** BEGIN READING PASSAGE **

We're discussing whether the sequence 0, 2, 4 should be produced by (0..).every_nth(1).take(3) or (0..).every_nth(2).take(3). The first one has the semantics of "skip n", while the second is "go every nth element".

In case the first one is better, then it would be a good idea to rename every_nth to something that better expresses what's happening, while if the second one is better, then we need to decide what happens with every_nth(0).

I think if it's called every_nth it should be the same as if you called nth in a loop.

That would mean that for item in list.iter().every_nth(4) would iterate over every 5th item, which is extremely surprising behavior. Since this is supposed to be solving the step_by issue, which is something you would use in for loops that step by a certain value every time, you wouldn't expect "every 4th" element to yield every 5th element.

I think that's an argument for calling this something else, because the relationship to nth is messy.

(primarily because nth is 0-indexed, which doesn't match most people's intuition. e.g. nth(2) returns the third item.)

Let me see...

  1. step: We could call it just like the itertools crate method.

  2. step_by: We could use the same name of the method currently in the Step trait and just remove the Step trait altogether.

  3. skip_every: Longer name, but more descriptive.

  4. skip_by: Variation of the last one.

  5. ???

Below is what each of those names sounds to _me_ (reference iterator: [1, 2, 3, ...]:

  1. .every_nth(n), I would expect [n, 2n, ...]
  2. .skip_by(n), I would expect [1, n+2, 2n+3, ...] (skips n items in-between).
  3. .step_by(n), I would expect [1, n+1, 2n+1, ...] (takes n steps).
  4. .skip_every(n) sounds ambiguous to me. Is it only going to skip every nth item?
  5. .take_every(n) sounds ambiguous too. I _might_ expect it to be the same as every_nth.

_EDIT:_ Clarify

Ah ok yeah the confusion with the name every_nth makes sense to me. At this point I think I like the idea of keeping the name step_by perhaps? It's an unstable API so it's not entirely unreasonable that we'd break some usage of it.

Couldn't we completely remove the Step trait too? I don't think it's something that will be used anytime soon, and the sooner we remove/replace it, the better. Then we could use the step_by name and it should still work with any (0..10).step_by() codes out there.

I was thinking, if Iterator had another method named next_nth which simply skips to the "next nth" item, by calling next, n times by default; then types can simply have their own more efficient implementation when possible. This might make it easier to implement step_by? (Was this already considered?)

** END READING PASSAGE **
** BEGIN DATA ENTRIES **

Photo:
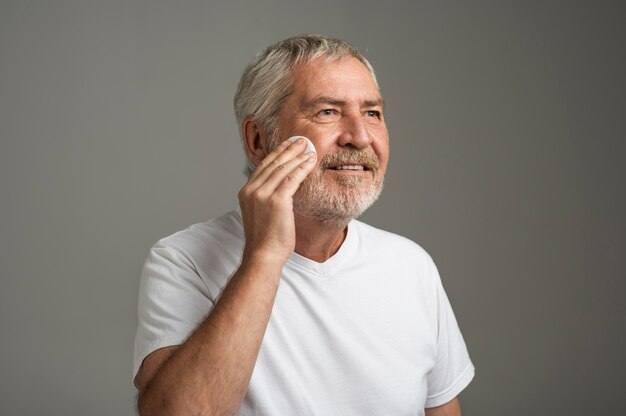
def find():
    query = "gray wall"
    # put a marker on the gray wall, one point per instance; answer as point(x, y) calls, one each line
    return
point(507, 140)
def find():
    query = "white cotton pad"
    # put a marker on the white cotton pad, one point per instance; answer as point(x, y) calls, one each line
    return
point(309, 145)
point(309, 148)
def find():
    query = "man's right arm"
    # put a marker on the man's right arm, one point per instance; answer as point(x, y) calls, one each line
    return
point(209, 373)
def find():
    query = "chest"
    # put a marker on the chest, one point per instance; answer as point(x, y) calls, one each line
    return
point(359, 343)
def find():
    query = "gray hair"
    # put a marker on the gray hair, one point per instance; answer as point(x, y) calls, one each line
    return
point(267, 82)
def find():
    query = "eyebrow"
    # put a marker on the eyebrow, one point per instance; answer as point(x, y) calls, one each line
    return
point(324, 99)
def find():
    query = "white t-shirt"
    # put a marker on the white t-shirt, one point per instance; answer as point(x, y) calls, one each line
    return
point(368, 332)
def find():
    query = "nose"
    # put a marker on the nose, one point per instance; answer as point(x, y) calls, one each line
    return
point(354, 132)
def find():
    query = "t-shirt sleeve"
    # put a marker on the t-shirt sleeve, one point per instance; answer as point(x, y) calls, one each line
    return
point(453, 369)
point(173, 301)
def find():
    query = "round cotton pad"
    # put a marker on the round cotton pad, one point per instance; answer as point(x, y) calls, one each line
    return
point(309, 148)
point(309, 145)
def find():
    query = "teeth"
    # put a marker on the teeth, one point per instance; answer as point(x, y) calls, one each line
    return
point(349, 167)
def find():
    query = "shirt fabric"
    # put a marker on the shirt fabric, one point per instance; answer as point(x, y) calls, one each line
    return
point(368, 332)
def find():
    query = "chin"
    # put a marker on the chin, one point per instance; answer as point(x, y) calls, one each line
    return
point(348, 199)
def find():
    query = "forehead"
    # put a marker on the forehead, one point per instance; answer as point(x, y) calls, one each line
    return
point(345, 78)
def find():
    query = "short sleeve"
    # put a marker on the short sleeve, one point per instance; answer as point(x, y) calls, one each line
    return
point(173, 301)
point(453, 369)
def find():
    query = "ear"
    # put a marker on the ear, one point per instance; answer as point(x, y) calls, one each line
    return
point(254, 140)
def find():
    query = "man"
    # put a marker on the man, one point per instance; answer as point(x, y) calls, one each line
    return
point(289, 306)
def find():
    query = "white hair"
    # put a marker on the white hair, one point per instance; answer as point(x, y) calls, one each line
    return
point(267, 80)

** END DATA ENTRIES **

### WHAT YOU WILL DO
**1)** From the forum thread, list every method name that a participant describes by the output they would expect from it or by calling it ambiguous.
**2)** Answer these questions from the forum thread, one per line:
(a) What does nth(2) return, according to the thread?
(b) Which crate has a method called step?
(c) By default, what would the suggested next_nth method call, and how many times?
**3)** Extract the passage of the forum thread from "I think that's" to "Let me see...".

### FINAL ANSWERS
**1)**
- .every_nth(n)
- .skip_by(n)
- .step_by(n)
- .skip_every(n)
- .take_every(n)

**2)**
(a) It returns the third item.
(b) The itertools crate.
(c) It would call next, n times.

**3)**
I think that's an argument for calling this something else, because the relationship to nth is messy.

(primarily because nth is 0-indexed, which doesn't match most people's intuition. e.g. nth(2) returns the third item.)

Let me see...